-- START OF Extracted entries --

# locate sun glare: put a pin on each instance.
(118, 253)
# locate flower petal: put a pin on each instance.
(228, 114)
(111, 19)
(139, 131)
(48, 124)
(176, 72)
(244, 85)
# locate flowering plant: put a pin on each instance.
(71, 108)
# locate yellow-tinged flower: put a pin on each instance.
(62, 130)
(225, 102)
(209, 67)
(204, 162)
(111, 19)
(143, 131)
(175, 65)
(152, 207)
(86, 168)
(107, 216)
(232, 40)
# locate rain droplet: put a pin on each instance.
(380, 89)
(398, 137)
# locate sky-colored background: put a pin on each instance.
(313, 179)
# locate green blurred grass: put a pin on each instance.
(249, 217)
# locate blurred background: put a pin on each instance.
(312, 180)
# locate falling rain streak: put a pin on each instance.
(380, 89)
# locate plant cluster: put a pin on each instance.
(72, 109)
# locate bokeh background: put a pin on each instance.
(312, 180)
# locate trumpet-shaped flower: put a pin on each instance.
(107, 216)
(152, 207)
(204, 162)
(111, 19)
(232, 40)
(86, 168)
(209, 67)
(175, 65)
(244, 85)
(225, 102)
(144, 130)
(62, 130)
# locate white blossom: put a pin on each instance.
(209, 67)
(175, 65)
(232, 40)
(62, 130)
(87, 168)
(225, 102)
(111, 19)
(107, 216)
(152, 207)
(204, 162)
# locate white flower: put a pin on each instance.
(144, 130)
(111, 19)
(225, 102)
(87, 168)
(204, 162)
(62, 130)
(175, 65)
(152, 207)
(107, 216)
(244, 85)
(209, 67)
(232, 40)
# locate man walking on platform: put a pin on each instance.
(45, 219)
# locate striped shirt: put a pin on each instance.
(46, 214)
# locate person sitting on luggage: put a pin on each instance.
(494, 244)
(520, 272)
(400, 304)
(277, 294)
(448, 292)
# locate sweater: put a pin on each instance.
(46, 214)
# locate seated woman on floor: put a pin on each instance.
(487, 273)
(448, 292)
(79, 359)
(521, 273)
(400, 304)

-- END OF Extracted entries --

Write every record out again, unaltered.

# locate sun glare: put a pin on each instance.
(118, 253)
# locate flower petal: put a pin on each instance.
(228, 114)
(111, 19)
(139, 131)
(48, 124)
(176, 72)
(244, 85)
# locate flowering plant: put a pin on each instance.
(71, 108)
# locate yellow-tinged flower: put a pin on each instance.
(62, 130)
(225, 102)
(209, 67)
(204, 162)
(111, 19)
(143, 131)
(175, 65)
(152, 207)
(86, 168)
(107, 216)
(232, 40)
# locate rain droplet: put a pin on each instance.
(380, 89)
(398, 137)
# locate sky-colored background: put a pin on each instance.
(313, 179)
# locate green blurred grass: put a pin on each instance.
(249, 217)
# locate blurred background: put a pin on each instance.
(312, 180)
# locate falling rain streak: put a pin on each instance.
(380, 89)
# locate plant cluster: put a pin on each instance.
(72, 109)
# locate bokeh background: put a pin on each instance.
(312, 180)
# locate trumpet-shaped flower: put a pin on each instance.
(107, 216)
(152, 207)
(204, 162)
(111, 19)
(232, 40)
(86, 168)
(209, 67)
(175, 65)
(244, 85)
(225, 102)
(144, 130)
(62, 130)
# locate white blossom: put a pin on each instance.
(209, 67)
(175, 65)
(232, 40)
(62, 130)
(87, 168)
(225, 102)
(111, 19)
(107, 216)
(152, 207)
(204, 162)
# locate white flower: put a pin on each instance.
(144, 130)
(111, 19)
(225, 102)
(87, 168)
(204, 162)
(62, 130)
(175, 65)
(152, 207)
(107, 216)
(244, 85)
(209, 67)
(232, 40)
# locate man walking on platform: put a pin on each instance.
(45, 219)
# locate striped shirt: put a pin on each instance.
(46, 214)
# locate person sitting on luggage: put a pin on each instance.
(494, 244)
(520, 272)
(400, 304)
(277, 294)
(448, 292)
# locate sweater: put a pin on each instance.
(46, 214)
# locate seated woman on floor: put a pin on each instance.
(487, 273)
(448, 292)
(79, 359)
(521, 273)
(400, 304)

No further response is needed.